↓

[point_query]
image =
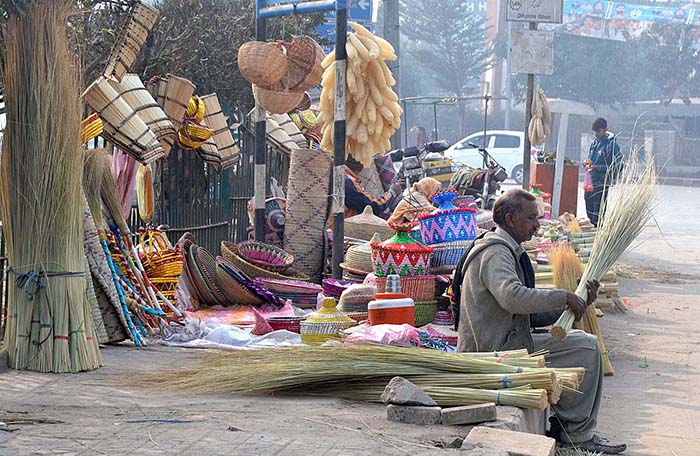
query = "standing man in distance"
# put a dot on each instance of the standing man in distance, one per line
(604, 164)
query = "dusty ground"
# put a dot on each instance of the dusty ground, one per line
(651, 403)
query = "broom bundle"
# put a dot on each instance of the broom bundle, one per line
(622, 218)
(50, 325)
(347, 370)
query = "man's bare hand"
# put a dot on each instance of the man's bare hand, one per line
(576, 305)
(592, 286)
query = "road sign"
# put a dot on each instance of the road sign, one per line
(327, 32)
(532, 52)
(549, 11)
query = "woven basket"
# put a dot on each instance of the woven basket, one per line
(230, 252)
(446, 256)
(366, 224)
(304, 70)
(277, 102)
(418, 288)
(263, 64)
(265, 256)
(292, 324)
(425, 313)
(307, 204)
(232, 289)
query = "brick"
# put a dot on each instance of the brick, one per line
(515, 443)
(400, 391)
(469, 414)
(413, 414)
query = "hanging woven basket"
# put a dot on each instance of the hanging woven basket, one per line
(263, 64)
(277, 102)
(304, 70)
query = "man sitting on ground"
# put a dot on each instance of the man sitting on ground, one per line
(499, 306)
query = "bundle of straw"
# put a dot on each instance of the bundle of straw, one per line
(622, 218)
(346, 369)
(50, 326)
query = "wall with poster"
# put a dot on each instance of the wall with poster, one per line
(626, 21)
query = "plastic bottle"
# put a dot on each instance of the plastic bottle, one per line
(392, 307)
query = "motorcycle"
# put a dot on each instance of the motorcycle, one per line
(483, 185)
(413, 164)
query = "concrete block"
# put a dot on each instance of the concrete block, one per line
(483, 452)
(515, 443)
(413, 414)
(519, 420)
(469, 414)
(400, 391)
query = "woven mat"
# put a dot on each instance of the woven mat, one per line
(307, 205)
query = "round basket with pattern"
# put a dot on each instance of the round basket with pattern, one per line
(401, 254)
(265, 256)
(325, 324)
(424, 313)
(419, 288)
(448, 223)
(446, 256)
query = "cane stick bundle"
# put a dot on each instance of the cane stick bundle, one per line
(622, 219)
(49, 321)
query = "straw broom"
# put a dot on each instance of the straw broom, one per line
(622, 219)
(50, 327)
(311, 368)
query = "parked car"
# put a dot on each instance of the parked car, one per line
(505, 146)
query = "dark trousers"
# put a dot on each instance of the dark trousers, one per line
(594, 201)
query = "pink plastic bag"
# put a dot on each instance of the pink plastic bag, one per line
(587, 182)
(394, 335)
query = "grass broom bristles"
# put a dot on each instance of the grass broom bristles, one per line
(622, 218)
(41, 177)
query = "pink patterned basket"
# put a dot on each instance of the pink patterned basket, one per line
(265, 256)
(418, 288)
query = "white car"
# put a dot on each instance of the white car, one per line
(505, 146)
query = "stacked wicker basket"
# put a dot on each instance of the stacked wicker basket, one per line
(281, 72)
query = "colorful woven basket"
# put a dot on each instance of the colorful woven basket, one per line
(292, 324)
(401, 254)
(266, 256)
(446, 256)
(229, 251)
(448, 223)
(325, 324)
(419, 288)
(424, 313)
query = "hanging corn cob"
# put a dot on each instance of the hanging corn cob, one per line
(373, 112)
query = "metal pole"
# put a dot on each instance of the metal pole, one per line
(486, 116)
(509, 90)
(393, 36)
(559, 169)
(260, 143)
(405, 123)
(529, 90)
(435, 121)
(341, 27)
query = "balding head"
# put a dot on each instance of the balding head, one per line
(516, 212)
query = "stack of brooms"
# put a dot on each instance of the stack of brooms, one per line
(623, 217)
(360, 372)
(49, 321)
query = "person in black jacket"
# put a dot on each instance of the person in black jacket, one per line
(604, 164)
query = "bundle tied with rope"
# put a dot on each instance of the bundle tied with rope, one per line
(49, 319)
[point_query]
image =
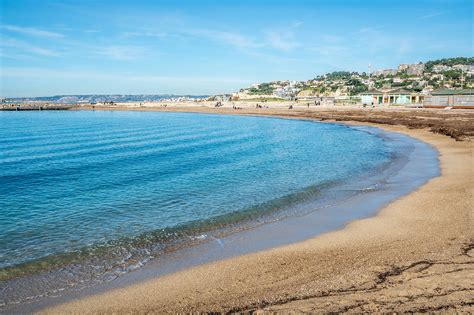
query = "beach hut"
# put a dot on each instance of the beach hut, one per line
(450, 98)
(371, 97)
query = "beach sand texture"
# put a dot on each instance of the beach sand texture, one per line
(417, 254)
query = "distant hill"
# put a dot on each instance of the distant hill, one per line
(97, 98)
(449, 62)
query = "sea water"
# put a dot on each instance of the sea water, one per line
(88, 195)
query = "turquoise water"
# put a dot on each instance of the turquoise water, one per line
(117, 188)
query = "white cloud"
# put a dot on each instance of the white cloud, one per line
(27, 48)
(121, 52)
(281, 40)
(31, 31)
(431, 15)
(229, 38)
(45, 73)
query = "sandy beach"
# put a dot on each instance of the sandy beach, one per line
(416, 255)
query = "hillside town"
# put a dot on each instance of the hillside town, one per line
(407, 84)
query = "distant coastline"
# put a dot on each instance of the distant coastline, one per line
(393, 245)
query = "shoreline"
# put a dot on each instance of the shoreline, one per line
(285, 277)
(319, 216)
(416, 254)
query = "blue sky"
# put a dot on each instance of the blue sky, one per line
(52, 47)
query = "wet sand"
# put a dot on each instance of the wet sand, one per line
(416, 254)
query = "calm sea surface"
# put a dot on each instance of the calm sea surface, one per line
(114, 189)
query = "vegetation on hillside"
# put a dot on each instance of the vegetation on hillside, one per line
(449, 62)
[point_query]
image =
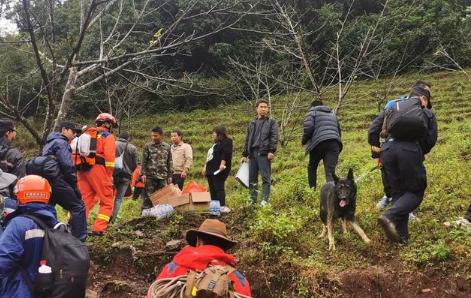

↑

• **WRITTEN TASK**: Locate every line in the items above that contains the word "tied" and copy each one. Case counts.

• **TASK OUTPUT**:
query = "bundle tied with rope"
# put a dot on each instance of the bundle tied with rope, one per line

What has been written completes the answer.